Notons que la théorie est tout de même « partagée par Donald Trump », dont il ne nous est cependant pas dit si il a été informé dans ce domaine par Poutine ou pas.
Le théoricien de la fausse rumeur diffuse celle-ci par un film, Vaxxed, sorti en 2016 et soutenu sur tous les réseaux sociaux.
En France ? Il y aurait un Professeur, Luc Montanier, prix Nobel, un détail donc, qui discute avec l’auteur de la théorie. L’homme qui a découvert le VIH en 1983 et un « des chefs de file des anti vaccins en France ». Ce n’est pas n’importe qui mais cela n’interpelle pas l’auteur du documentaire, qui ne va pas jusqu’à… lui donner la parole. L’auteur est pourtant journaliste et probablement détenteur d’une carte de presse ?
La rumeur « ROR = autisme » remonte sur les réseaux sociaux et « une décision politique va la faire exploser en 2017 : la décision de rendre 11 vaccins obligatoires, dont le triple vaccin ROR ». La mort d’une jeune fille de 16 ans de la rougeole entraîne la décision de présenter puis voter la loi. Nous n’aurons pas plus d’informations sur la jeune fille ni sur le contexte de sa mort. Ce contexte n’est pourtant pas anodin : elle ne pouvait pas être vaccinée. Pourquoi ne pas le dire ? Par peur que l’utilisation d’un cas particulier à des fins de démonstration générale se voit trop ?
La droite extrême, le complot, Trump, les réseaux sociaux, des médias qui n’en seraient pas, la vérité en ce dernier domaine appartenant aux médias qui se sont autoproclamés comme vrais, des informations données au compte-goutte par un documentaire qui ne pense pas son sujet mais ne vise qu’à nous asséner sa vérité… Le rythme est bien huilé et jamais le reporter ne donne de parole contradictoire, pourtant base de toute enquête de presse. La théorie combattue n’est jamais vérifiée, les idées défendues par Montanier non plus. La parole est à la ministre de la santé qui veut remettre « de l’ordre scientifique » dans cette histoire, ainsi qu’aux pro-vaccins : et Montanier ? Il désinforme « en permanence ».

> [Données disponibles]
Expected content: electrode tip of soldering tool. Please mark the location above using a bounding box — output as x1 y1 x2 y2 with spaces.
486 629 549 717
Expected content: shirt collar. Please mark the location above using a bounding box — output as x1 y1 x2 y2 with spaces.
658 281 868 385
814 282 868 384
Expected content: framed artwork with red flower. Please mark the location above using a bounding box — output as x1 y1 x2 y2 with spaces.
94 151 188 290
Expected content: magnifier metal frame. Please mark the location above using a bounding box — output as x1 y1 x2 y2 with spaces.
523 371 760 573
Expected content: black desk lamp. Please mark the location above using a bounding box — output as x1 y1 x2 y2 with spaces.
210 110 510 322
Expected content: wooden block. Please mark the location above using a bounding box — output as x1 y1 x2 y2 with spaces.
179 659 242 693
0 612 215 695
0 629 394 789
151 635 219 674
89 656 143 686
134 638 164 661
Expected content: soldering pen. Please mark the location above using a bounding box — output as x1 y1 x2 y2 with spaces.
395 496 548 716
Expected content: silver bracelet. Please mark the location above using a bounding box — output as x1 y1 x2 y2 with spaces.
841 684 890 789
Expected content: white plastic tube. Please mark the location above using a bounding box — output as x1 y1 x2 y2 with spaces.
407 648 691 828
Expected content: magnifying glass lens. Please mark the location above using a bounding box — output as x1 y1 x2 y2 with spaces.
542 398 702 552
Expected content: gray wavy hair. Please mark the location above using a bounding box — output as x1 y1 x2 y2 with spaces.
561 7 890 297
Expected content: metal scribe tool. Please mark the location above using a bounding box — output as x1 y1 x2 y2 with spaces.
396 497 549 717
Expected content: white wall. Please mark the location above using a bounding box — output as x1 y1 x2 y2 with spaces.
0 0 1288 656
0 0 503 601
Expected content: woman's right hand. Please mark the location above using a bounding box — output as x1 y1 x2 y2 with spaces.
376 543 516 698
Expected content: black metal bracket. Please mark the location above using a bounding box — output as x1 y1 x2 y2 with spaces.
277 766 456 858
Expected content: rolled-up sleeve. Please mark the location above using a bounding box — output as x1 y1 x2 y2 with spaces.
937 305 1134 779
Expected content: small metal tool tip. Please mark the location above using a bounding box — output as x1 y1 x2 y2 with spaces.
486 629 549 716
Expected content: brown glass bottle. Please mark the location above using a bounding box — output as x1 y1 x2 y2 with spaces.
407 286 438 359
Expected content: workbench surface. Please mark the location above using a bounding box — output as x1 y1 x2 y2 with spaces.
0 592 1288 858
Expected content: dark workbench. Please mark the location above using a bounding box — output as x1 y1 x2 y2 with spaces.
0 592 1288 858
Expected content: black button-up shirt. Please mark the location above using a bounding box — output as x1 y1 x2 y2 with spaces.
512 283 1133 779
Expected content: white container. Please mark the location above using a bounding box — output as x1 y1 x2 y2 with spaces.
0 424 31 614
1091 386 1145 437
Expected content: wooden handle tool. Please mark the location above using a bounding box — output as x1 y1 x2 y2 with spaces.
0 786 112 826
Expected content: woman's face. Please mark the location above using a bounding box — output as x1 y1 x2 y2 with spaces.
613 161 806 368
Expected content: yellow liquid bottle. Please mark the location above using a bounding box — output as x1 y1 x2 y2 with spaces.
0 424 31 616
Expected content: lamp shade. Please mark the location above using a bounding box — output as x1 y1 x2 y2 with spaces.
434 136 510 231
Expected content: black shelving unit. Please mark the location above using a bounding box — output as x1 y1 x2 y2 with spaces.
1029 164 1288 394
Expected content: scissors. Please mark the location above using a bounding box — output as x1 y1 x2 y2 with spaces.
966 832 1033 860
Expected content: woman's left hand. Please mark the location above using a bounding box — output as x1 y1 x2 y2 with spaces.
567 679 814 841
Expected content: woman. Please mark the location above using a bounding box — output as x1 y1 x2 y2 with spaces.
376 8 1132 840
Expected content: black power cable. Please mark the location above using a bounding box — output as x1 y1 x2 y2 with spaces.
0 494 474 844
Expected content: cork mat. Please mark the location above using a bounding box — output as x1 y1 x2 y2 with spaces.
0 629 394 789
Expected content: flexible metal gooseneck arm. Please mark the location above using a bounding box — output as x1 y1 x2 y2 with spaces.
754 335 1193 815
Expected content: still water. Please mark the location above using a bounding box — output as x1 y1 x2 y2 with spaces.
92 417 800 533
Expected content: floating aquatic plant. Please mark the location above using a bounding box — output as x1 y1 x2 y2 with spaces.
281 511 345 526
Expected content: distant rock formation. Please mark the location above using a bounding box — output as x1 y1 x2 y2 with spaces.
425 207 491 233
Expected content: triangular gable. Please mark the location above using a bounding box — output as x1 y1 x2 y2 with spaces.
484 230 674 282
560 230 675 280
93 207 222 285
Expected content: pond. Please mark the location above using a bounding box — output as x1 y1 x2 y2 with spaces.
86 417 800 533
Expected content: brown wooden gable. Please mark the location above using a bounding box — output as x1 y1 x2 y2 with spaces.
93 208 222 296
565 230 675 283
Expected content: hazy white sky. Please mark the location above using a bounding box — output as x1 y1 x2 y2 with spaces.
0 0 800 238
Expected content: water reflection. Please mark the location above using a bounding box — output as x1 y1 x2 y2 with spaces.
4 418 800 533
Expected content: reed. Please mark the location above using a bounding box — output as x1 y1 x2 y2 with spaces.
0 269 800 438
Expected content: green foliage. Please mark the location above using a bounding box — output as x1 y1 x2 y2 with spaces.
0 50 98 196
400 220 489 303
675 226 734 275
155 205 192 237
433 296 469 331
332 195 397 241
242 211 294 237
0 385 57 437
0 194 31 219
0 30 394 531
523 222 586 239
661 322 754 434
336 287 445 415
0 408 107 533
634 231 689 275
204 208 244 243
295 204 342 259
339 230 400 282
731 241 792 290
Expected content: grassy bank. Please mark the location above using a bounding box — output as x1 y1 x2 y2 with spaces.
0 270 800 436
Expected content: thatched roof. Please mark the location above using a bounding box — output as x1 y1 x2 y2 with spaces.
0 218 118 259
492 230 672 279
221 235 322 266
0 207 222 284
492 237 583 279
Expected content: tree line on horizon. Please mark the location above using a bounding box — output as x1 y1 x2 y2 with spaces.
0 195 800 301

> [Travail demandé] D'après l'extrait du document, en quelle année le film Vaxxed est-il sorti ? Appuyez-vous uniquement sur l'extrait du document.

> [Réponse attendue] Le film Vaxxed est sorti en 2016.